### WRITTEN REQUEST
Rewrite the lines below with each "largest circle" changed to "biggest circle", and leave everything else as it is.

begin DATA FOR THE TASK

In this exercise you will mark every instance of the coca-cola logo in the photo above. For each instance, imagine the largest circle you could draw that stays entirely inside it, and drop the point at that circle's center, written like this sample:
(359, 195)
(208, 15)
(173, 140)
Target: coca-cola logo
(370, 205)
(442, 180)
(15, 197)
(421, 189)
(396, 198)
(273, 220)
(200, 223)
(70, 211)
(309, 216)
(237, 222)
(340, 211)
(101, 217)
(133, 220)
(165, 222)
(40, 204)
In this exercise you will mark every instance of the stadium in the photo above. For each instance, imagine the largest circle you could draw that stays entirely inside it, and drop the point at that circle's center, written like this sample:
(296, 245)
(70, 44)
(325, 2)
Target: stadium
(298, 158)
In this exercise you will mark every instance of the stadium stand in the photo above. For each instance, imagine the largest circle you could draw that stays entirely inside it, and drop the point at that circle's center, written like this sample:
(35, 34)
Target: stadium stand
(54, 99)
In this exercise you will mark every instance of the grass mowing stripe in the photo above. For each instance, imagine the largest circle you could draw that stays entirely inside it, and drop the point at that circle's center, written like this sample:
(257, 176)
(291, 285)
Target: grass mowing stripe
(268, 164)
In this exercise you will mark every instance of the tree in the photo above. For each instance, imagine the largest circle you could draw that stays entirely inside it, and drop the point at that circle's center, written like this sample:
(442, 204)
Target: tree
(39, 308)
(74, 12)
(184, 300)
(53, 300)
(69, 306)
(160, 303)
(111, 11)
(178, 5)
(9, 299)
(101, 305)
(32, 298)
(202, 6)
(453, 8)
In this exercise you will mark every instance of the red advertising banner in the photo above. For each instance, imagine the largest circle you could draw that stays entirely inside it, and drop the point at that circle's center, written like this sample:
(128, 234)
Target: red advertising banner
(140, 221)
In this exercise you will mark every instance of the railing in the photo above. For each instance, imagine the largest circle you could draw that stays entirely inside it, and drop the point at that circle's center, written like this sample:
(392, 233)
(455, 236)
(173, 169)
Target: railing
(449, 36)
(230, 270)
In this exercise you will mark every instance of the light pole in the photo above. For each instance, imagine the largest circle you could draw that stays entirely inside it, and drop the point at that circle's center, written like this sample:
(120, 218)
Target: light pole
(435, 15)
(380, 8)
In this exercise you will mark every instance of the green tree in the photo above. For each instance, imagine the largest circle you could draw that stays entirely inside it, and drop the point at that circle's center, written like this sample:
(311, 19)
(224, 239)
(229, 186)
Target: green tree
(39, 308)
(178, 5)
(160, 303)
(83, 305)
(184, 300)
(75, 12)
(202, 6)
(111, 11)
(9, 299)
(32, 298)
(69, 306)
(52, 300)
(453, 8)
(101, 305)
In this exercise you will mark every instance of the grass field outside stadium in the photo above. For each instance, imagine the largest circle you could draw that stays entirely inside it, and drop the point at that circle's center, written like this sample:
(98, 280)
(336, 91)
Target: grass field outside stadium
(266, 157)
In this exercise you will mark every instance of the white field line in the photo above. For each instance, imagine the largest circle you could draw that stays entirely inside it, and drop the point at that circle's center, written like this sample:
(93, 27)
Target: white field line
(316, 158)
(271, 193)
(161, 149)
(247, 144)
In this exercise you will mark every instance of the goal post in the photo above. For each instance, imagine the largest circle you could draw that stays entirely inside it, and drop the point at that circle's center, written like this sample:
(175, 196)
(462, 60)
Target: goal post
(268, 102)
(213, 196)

end DATA FOR THE TASK

### THE COMPLETED TASK
In this exercise you will mark every instance of the coca-cola logo in the photo above. For each instance, imagine the biggest circle you could draw that stays entirely inside it, and drop the point at that circle's center, written like this sample:
(359, 195)
(208, 15)
(173, 140)
Target: coca-cola logo
(370, 205)
(442, 180)
(15, 197)
(421, 189)
(396, 198)
(273, 220)
(200, 223)
(70, 211)
(309, 216)
(237, 222)
(340, 211)
(101, 217)
(133, 220)
(165, 222)
(40, 204)
In this exercise you will mark every instance of the stadium in the photo above. For each instance, imagine the biggest circle you could draw that stays entirely inside it, and drop the point at that circle's center, written like this sample:
(296, 245)
(70, 44)
(325, 2)
Target: stadium
(298, 158)
In this exercise you will mark every instance of the stadium stand in the photo above. For each instance, imagine the biggest circle you could draw that stays entirely inside it, and drop the point at that circle's center, written like this sample:
(35, 34)
Target: stadium stand
(54, 99)
In this exercise you will mark every instance of the grass mowing stripe in the photo above. For each instance, imagine the biggest circle you could draw that stays entirely inside it, and drop the point at that circle's center, written like this sample:
(257, 176)
(291, 285)
Target: grass mowing stripe
(268, 164)
In this exercise you will mark every instance of the tree in the photo above. For each instance, imagine the biggest circle you could draw that stays entirely inside it, and drop the point at that circle's center, written like this sample:
(442, 204)
Target: tree
(39, 308)
(74, 12)
(184, 300)
(53, 300)
(69, 306)
(160, 303)
(111, 11)
(178, 5)
(9, 299)
(101, 305)
(32, 298)
(202, 6)
(453, 8)
In this exercise you will mark every instance of the red advertising banner in the photo above. For each instance, imagine the biggest circle you could draw that stays entirely inside it, and drop the point at that circle's center, written like this sample:
(128, 234)
Target: red advertising banner
(140, 221)
In this exercise you will mark every instance of the railing in the photo above. For each instance, imagine the biggest circle you could draw that stays entirely inside it, and drop the point at that circle's center, written like this sample:
(392, 233)
(455, 236)
(173, 169)
Target: railing
(449, 36)
(230, 270)
In this exercise you will mark every instance of the light pole in the photo above. For each instance, imagine the biggest circle you could draw that stays entirely inside it, and drop the point at that circle's center, written like this sample:
(120, 218)
Target: light pole
(435, 15)
(380, 8)
In this exercise you will mark every instance of the green tree in the photo above. For each instance, imagine the biggest circle you could draw that stays entirely inside it, and drop the point at that circle's center, written like this sample:
(311, 19)
(224, 239)
(229, 186)
Target: green tree
(39, 308)
(178, 5)
(160, 303)
(83, 305)
(184, 300)
(75, 12)
(202, 6)
(111, 11)
(9, 299)
(32, 298)
(69, 306)
(52, 300)
(453, 8)
(101, 305)
In this exercise you will mark every instance of the grass field outside stadium in the photo above. For each instance, imagine the biggest circle you could draw that stays entirely inside it, and drop the point at that circle's center, written like this sample:
(98, 280)
(336, 91)
Target: grass field outside stadium
(266, 157)
In this exercise you will mark every instance of the white field line in the photo above. For each instance, imagine the biggest circle you could draw that stays entirely inside it, and drop the point at that circle's center, written like this sample:
(93, 27)
Target: white field line
(316, 158)
(271, 193)
(161, 149)
(247, 144)
In this exercise you will mark every instance of the goal post in the photo above. For each instance, imagine the biggest circle you could draw that stays entirely inside it, and drop the point at that circle's center, written like this sample:
(175, 196)
(462, 60)
Target: goal post
(268, 102)
(213, 196)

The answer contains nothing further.